* Request
Locate every line in the rows below that contains the string "reflection", and copy each of those lines.

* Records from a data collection

□ □ □

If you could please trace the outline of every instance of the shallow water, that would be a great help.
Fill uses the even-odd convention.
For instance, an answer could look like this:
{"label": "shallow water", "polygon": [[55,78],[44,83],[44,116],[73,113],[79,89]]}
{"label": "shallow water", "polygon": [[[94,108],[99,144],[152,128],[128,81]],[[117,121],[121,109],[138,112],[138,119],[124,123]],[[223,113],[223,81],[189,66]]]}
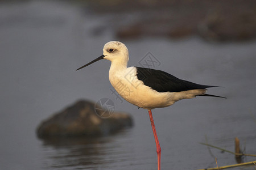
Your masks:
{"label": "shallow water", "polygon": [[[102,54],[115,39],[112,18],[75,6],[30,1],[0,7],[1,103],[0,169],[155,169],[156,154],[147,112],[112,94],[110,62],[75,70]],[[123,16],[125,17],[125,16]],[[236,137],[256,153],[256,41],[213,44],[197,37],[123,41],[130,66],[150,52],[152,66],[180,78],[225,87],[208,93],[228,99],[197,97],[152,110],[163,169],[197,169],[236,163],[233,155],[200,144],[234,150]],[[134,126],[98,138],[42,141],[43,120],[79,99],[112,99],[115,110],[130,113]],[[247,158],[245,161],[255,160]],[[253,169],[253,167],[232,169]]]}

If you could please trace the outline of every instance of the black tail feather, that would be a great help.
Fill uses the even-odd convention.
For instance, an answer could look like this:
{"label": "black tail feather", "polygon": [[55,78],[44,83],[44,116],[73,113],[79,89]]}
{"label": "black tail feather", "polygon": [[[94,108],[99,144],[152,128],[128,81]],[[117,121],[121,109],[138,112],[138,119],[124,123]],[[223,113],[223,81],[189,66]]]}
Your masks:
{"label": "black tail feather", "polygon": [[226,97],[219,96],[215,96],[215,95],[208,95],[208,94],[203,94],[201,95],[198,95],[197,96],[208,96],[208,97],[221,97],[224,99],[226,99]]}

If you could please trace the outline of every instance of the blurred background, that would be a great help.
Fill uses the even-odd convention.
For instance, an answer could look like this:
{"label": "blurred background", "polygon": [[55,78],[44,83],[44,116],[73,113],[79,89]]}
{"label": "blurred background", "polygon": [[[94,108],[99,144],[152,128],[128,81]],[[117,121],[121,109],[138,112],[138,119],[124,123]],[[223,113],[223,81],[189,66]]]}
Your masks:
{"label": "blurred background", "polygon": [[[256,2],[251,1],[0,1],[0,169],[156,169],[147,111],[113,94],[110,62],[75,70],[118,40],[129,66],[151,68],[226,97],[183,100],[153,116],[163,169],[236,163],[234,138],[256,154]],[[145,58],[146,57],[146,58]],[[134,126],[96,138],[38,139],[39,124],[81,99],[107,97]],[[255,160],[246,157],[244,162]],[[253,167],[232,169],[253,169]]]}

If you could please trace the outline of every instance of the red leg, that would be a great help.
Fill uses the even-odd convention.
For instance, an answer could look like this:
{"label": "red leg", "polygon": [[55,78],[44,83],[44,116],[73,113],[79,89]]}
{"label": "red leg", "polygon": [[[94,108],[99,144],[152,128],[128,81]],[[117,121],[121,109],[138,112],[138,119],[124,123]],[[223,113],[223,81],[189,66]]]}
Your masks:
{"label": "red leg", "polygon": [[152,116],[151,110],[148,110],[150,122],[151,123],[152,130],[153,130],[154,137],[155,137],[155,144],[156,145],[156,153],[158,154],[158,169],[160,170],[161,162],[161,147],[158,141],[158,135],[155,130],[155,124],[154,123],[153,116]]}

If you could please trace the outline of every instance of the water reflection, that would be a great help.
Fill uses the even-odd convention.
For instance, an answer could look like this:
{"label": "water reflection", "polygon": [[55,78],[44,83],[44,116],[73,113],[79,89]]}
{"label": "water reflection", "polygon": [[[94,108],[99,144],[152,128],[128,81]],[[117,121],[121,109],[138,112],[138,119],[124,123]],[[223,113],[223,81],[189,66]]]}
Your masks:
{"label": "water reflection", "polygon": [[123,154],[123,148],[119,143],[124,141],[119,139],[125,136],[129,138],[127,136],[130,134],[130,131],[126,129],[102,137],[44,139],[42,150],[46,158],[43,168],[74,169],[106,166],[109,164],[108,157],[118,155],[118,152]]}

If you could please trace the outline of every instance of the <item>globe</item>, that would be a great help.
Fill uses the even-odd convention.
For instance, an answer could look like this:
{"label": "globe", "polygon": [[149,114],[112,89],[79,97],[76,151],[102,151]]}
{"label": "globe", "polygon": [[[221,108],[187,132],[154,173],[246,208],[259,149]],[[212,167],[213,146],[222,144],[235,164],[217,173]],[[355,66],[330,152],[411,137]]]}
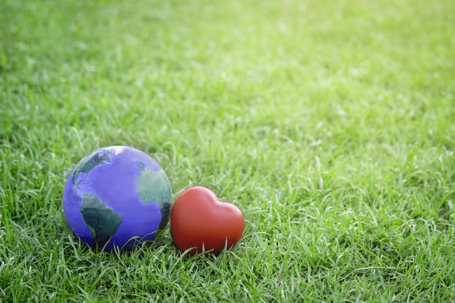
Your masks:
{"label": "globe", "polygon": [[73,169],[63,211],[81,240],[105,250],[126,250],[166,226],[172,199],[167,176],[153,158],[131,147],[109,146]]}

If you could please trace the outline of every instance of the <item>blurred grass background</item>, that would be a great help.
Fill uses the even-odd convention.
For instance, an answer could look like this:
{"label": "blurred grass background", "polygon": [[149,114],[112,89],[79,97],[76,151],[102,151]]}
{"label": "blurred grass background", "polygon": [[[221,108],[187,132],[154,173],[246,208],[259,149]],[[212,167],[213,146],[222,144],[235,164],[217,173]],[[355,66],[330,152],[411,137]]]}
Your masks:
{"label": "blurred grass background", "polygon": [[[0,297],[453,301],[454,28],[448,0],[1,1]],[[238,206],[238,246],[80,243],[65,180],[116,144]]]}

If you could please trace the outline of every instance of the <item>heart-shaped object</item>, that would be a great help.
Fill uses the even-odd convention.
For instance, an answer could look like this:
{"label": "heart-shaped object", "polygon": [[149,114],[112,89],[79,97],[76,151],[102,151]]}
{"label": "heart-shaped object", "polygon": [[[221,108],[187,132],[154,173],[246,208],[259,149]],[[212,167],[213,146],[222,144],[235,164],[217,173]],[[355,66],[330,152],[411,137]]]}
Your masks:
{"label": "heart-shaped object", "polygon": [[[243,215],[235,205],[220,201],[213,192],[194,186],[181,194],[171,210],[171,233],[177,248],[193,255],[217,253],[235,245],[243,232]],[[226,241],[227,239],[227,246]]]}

□ □ □

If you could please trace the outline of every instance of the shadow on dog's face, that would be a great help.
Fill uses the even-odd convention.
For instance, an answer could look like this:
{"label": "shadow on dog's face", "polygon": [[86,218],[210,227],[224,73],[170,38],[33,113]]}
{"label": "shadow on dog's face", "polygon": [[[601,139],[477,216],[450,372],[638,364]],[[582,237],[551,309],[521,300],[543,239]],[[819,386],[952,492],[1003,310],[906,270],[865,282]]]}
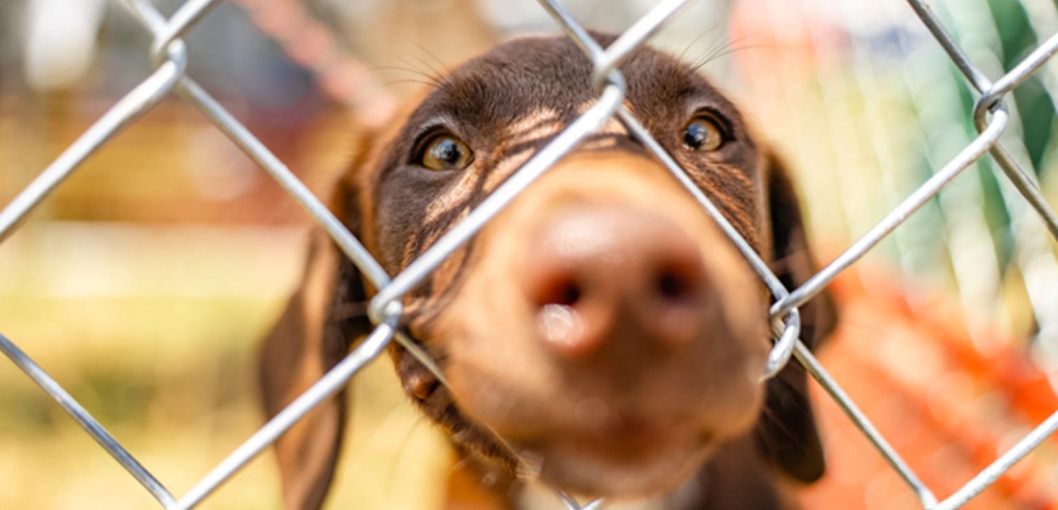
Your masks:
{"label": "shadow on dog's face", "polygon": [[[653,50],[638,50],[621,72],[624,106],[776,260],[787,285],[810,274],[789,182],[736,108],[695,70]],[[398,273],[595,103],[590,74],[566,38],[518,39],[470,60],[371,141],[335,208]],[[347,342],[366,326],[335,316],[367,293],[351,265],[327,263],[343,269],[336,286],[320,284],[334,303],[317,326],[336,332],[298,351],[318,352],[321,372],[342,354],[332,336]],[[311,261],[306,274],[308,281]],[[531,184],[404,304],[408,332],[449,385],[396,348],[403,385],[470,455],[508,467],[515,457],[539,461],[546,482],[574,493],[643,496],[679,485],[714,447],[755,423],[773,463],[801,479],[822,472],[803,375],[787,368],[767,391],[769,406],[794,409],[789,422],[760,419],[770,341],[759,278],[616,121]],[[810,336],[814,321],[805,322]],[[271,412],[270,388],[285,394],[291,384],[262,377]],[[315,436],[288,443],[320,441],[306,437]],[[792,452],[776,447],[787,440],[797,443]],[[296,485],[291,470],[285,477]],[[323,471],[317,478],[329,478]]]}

□ □ □

* Task answer
If you could please trace the outline of every instance of the water reflection, that would be a great help.
{"label": "water reflection", "polygon": [[55,78],[44,83],[44,116],[73,113],[79,89]]}
{"label": "water reflection", "polygon": [[[94,108],[99,144],[152,128],[128,81]],[[117,121],[121,109],[138,112],[138,119],[124,123]],[[223,113],[223,81],[189,66]]]}
{"label": "water reflection", "polygon": [[123,154],[123,148],[119,143],[124,141],[119,139],[125,136],[129,138],[127,136],[130,134],[130,131],[126,129],[102,137],[44,139],[42,150],[46,158],[43,168],[74,169],[106,166],[109,164],[108,157],[118,155],[118,152]]}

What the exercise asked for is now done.